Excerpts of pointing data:
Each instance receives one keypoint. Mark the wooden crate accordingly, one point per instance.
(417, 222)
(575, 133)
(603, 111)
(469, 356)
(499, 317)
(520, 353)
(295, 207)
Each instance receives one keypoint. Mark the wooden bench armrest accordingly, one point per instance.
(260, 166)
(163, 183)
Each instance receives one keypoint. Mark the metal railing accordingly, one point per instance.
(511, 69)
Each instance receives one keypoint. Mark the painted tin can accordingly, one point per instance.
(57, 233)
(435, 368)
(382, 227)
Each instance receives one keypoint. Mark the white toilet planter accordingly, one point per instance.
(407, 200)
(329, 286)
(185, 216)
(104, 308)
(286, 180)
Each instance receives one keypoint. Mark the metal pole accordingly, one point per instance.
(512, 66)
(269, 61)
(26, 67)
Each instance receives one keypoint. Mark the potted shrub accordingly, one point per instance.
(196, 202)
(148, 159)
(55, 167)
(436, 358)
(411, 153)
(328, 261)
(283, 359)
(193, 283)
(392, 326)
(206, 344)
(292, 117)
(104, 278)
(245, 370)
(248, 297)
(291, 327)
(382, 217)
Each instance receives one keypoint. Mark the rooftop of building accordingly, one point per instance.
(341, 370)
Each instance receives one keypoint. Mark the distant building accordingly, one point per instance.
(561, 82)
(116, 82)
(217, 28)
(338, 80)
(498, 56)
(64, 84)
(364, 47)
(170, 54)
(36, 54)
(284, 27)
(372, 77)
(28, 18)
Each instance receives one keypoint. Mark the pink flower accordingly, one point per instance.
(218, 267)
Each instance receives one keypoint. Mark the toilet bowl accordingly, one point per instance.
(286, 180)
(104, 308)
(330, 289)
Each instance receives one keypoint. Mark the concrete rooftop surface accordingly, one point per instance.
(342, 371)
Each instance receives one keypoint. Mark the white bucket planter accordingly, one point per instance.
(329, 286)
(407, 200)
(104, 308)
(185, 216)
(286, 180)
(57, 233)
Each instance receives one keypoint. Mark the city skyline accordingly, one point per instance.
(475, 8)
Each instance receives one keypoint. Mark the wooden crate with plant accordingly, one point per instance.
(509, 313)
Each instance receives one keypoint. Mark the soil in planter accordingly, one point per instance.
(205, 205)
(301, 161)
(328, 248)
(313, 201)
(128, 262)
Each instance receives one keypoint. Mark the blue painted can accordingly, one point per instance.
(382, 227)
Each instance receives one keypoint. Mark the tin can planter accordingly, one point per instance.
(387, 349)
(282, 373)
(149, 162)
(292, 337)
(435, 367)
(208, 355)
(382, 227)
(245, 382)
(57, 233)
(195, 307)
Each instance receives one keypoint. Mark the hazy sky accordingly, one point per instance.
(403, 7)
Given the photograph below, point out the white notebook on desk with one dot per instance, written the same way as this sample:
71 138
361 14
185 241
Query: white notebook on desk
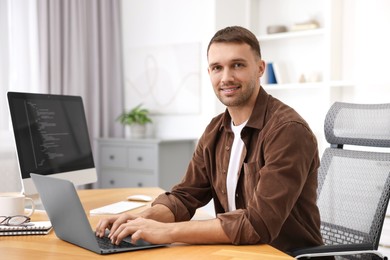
31 228
116 208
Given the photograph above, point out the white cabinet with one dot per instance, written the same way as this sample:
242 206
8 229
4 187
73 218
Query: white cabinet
142 162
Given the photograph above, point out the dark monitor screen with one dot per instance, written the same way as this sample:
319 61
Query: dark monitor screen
51 133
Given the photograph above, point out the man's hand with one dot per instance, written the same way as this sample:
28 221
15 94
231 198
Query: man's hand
140 228
112 223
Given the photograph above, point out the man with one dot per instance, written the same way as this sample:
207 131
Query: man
258 161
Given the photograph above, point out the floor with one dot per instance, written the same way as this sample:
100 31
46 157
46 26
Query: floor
384 244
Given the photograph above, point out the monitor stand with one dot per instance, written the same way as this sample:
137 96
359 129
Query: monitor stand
37 202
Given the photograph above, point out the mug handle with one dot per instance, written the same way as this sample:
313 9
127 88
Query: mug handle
31 211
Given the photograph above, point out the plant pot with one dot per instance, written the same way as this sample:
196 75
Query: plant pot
137 131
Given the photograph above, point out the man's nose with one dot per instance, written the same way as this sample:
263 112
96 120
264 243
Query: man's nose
227 76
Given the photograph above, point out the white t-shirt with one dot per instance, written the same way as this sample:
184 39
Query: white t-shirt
234 164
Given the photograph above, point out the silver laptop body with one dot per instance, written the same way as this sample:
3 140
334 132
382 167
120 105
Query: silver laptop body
66 213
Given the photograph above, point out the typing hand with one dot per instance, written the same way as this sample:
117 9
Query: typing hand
112 224
146 229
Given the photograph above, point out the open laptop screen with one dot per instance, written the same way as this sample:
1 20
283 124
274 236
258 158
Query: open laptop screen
51 133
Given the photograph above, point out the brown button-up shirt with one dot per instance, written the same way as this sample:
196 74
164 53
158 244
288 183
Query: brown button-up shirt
276 189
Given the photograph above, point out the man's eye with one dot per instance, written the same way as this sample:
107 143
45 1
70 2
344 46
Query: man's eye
216 68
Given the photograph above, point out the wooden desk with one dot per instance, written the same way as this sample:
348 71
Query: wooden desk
50 247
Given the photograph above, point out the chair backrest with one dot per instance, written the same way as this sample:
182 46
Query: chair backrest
354 184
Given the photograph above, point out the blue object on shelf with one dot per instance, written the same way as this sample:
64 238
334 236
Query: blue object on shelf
271 79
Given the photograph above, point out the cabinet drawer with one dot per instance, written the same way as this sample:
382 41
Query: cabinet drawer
128 179
113 156
142 158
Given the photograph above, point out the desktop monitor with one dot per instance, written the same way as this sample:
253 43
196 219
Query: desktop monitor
51 137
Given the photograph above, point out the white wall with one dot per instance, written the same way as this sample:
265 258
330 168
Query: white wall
172 22
366 50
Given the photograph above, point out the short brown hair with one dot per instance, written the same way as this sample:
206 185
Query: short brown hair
236 34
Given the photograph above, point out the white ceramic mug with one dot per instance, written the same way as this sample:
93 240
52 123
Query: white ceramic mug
12 204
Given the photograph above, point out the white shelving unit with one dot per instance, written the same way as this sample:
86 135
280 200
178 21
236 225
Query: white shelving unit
310 54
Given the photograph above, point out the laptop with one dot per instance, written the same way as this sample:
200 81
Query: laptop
70 223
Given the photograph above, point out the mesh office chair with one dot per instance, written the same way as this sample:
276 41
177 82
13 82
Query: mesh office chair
354 185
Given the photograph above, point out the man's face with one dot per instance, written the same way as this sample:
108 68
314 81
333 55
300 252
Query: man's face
234 72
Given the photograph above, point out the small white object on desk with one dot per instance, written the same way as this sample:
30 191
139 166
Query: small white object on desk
139 197
116 208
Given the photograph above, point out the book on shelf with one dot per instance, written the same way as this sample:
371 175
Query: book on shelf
31 228
276 73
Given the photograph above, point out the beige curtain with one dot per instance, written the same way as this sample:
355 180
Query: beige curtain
80 54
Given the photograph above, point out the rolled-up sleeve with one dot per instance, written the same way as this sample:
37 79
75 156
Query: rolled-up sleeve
289 158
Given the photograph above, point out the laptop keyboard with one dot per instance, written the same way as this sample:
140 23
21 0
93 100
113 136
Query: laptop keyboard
105 243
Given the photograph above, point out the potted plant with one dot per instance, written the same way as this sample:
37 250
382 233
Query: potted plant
136 118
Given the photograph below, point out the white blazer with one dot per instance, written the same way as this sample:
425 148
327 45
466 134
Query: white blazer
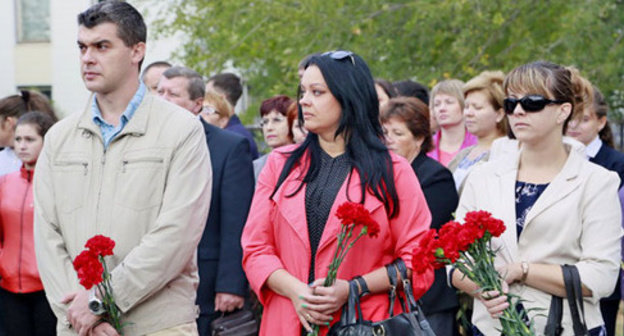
576 220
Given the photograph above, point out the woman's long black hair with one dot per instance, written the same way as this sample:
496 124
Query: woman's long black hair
351 83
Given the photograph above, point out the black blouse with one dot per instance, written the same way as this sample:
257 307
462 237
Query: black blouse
319 198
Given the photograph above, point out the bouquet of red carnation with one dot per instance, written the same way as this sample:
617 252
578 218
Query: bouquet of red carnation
468 248
353 217
92 271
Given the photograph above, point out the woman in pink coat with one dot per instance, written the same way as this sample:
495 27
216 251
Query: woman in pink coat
290 235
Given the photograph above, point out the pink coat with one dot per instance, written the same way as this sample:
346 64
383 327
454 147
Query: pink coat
276 237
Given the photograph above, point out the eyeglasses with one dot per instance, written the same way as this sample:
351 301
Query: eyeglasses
209 110
530 103
340 55
276 120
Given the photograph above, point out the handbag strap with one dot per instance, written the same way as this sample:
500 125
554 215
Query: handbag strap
351 310
392 277
575 298
555 313
407 286
572 282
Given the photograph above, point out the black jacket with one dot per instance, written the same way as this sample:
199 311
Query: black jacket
220 253
439 188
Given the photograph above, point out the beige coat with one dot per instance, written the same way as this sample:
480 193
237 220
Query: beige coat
575 221
149 191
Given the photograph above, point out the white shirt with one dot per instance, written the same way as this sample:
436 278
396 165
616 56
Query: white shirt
592 149
9 162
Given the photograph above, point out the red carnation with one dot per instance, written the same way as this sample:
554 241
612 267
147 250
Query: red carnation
355 213
424 254
89 269
101 245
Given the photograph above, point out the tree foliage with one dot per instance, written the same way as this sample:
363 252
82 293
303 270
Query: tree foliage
424 40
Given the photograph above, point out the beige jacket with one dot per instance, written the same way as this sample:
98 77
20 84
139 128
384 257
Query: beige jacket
575 221
149 191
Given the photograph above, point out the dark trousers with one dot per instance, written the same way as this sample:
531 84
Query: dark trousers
204 321
609 309
444 323
27 314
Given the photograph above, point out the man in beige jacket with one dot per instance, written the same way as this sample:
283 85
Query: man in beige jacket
131 167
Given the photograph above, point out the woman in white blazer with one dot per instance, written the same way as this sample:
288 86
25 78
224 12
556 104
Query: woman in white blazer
558 207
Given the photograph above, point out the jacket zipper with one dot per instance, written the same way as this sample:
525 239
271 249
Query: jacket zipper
19 262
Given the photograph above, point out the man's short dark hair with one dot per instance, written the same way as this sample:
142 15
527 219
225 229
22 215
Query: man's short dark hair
408 88
196 87
157 64
130 25
229 84
131 28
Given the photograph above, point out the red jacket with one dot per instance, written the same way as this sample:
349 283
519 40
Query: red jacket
276 237
18 265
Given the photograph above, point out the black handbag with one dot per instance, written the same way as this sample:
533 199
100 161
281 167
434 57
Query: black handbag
411 322
574 293
239 323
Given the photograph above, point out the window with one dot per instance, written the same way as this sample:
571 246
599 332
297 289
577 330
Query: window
33 20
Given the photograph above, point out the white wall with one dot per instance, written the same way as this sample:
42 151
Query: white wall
7 45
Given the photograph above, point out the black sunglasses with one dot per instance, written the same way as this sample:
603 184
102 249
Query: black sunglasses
530 103
340 55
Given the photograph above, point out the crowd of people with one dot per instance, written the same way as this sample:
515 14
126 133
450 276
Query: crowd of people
160 162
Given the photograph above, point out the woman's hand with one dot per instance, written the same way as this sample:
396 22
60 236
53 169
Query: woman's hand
329 299
306 305
511 272
495 302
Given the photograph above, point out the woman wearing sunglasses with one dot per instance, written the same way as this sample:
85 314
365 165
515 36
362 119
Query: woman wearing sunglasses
290 235
593 130
558 207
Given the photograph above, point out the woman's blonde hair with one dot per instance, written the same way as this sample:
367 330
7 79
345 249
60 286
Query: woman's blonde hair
553 81
223 107
451 87
491 83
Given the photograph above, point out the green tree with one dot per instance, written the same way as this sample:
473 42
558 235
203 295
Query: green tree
424 40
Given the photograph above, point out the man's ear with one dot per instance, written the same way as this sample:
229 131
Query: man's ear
564 111
138 52
198 105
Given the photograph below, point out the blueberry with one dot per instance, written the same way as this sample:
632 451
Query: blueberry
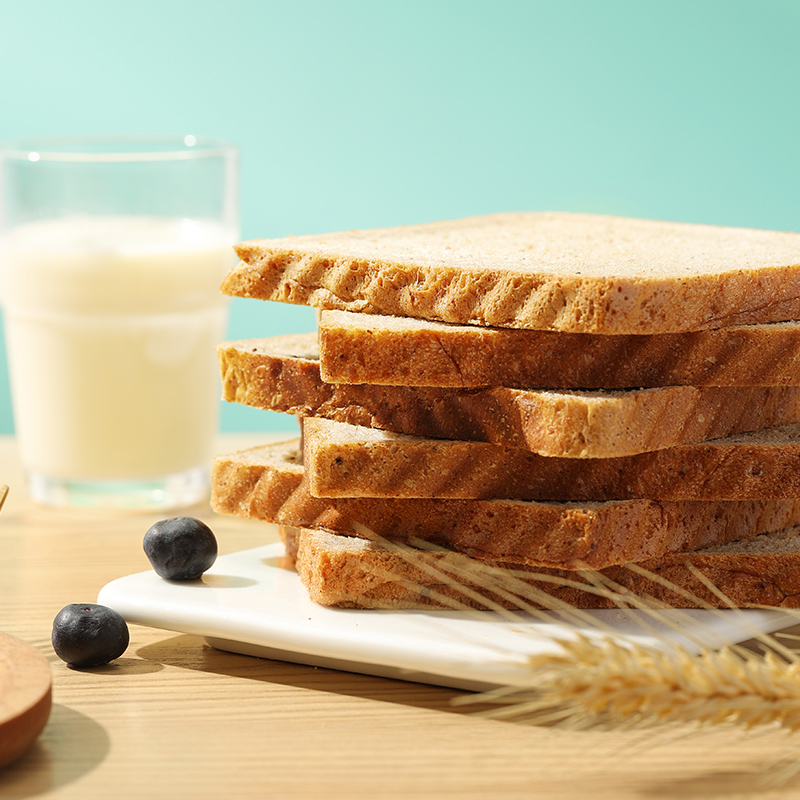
181 548
89 635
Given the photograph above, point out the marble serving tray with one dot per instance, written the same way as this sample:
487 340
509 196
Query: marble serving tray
250 602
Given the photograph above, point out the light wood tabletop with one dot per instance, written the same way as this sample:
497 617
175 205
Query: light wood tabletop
175 718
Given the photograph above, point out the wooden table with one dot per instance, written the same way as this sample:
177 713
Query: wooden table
176 718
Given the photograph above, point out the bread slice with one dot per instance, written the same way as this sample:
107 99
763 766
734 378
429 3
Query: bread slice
398 351
282 374
356 573
267 483
543 271
344 460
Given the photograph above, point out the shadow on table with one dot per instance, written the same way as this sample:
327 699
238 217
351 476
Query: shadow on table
192 652
70 746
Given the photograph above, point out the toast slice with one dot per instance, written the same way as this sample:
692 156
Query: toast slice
399 351
357 573
543 271
283 374
268 483
344 460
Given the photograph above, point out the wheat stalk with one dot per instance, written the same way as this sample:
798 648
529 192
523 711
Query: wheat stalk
624 683
637 685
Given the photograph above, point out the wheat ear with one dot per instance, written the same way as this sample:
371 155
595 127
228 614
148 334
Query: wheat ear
641 686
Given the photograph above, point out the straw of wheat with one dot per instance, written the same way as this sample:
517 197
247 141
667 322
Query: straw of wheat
632 684
585 678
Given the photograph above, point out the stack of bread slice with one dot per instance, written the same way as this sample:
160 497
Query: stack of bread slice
540 394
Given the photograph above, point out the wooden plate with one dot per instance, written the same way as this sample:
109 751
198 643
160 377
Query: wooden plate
25 696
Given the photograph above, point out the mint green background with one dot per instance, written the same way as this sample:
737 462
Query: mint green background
359 114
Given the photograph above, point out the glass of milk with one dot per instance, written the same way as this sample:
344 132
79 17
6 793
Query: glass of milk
111 255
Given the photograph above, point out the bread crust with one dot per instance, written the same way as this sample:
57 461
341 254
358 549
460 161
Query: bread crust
337 570
542 271
395 351
266 373
344 460
268 483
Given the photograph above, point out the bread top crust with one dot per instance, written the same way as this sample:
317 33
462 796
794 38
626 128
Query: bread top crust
542 271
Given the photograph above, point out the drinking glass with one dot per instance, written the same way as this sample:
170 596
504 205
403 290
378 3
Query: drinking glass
112 250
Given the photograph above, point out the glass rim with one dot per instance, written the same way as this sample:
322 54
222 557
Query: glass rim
115 148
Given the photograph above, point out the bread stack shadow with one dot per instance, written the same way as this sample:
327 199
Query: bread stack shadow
544 393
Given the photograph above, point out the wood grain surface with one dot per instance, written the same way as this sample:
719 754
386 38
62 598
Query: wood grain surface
25 696
175 718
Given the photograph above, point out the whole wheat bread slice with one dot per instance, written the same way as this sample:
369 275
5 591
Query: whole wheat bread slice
267 483
399 351
344 460
357 573
282 374
544 271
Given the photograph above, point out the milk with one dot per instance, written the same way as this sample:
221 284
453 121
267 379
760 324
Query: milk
111 325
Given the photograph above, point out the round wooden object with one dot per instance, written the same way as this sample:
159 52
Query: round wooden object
25 696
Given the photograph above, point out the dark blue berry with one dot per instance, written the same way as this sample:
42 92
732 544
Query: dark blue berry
89 635
180 548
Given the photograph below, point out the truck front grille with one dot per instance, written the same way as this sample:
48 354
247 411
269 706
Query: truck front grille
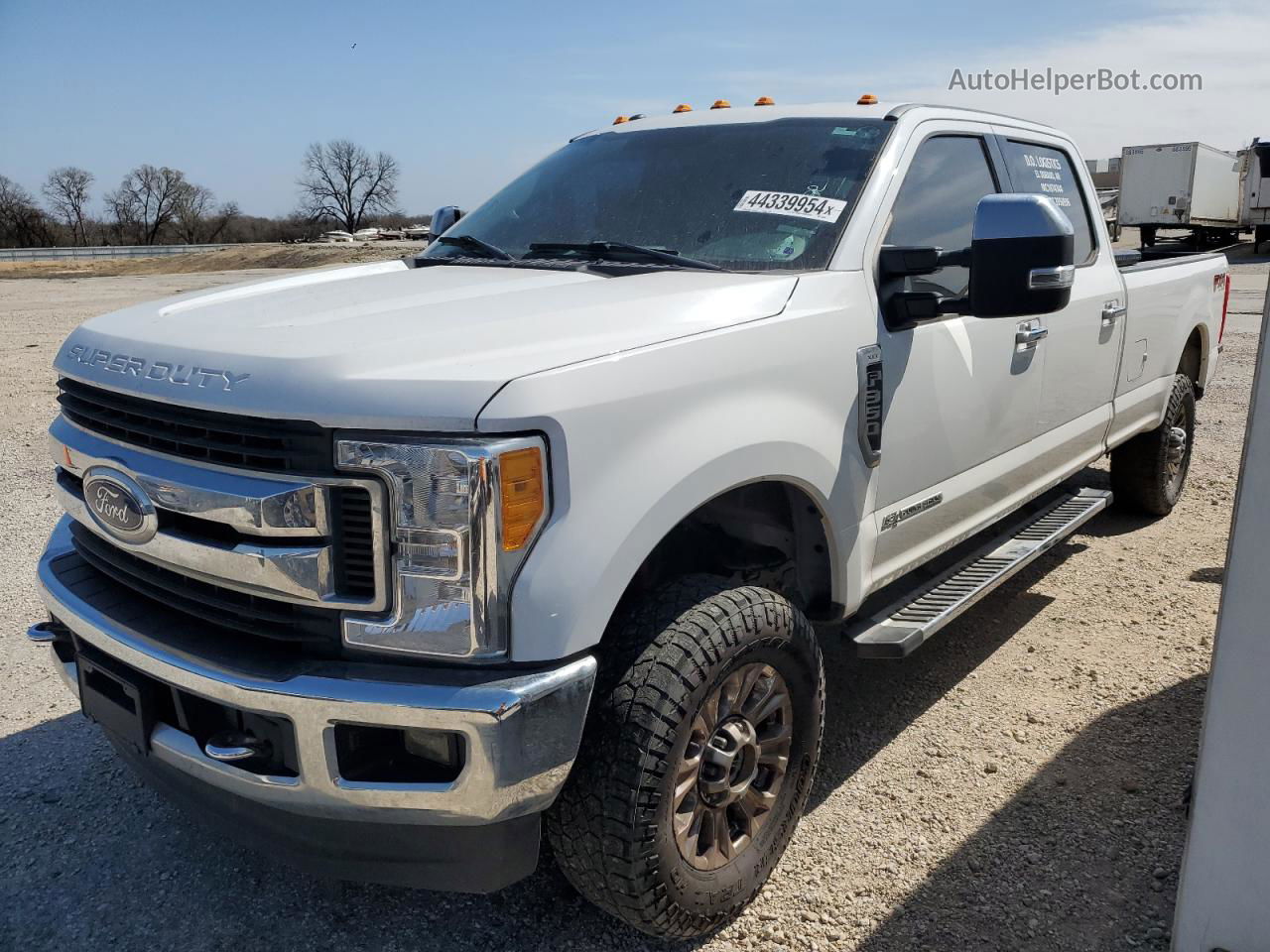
225 608
258 535
226 439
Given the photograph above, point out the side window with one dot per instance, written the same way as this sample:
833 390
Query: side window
937 204
1042 171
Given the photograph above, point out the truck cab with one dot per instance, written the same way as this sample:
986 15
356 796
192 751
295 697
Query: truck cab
388 567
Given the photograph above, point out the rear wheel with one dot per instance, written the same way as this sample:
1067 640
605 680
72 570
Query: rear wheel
1150 471
698 760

DIRECTIVE:
Output precisely the lines in the material above from the line containing "Given the photograph above, point out the whole" through its last line, and omit pictures.

PROBLEM SOLUTION:
Given the photograph above, point out the whole wheat bread slice with one dot per instance, written the same way as this sample:
369 275
5 591
Query: whole wheat bread slice
267 483
399 351
344 460
357 573
282 374
544 271
Given the photograph above, point out the milk with one dot per instance, written the same way as this sample:
221 284
453 121
267 379
760 324
Query: milk
111 325
Given the photograph above, point out the round wooden object with one dot per instance, written the same way as this sample:
159 52
Query: round wooden object
25 696
Given the photograph above, point out the dark blue berry with one dot per instance, written the same way as this sample:
42 92
732 544
Query: dark blue berry
89 635
180 548
Given the photograph below, point out the truck front grille with one dot per instance, written the same way as this sample:
48 354
247 411
269 706
Query: truck front grille
225 608
258 535
226 439
Given the photograph above, point out the side window with one dot per instance, written the same way as this sample:
833 390
Query: side window
937 204
1042 171
Given the photograph above, point out the truck cab with one dot per instance, written the same way as this sample:
986 15
356 796
192 751
295 697
Query: truck cab
388 567
Given the photograph above, point out the rear wheel with one dot per instance, written the same way as this sample:
1067 640
605 680
72 570
Query: rear wheel
1150 471
698 760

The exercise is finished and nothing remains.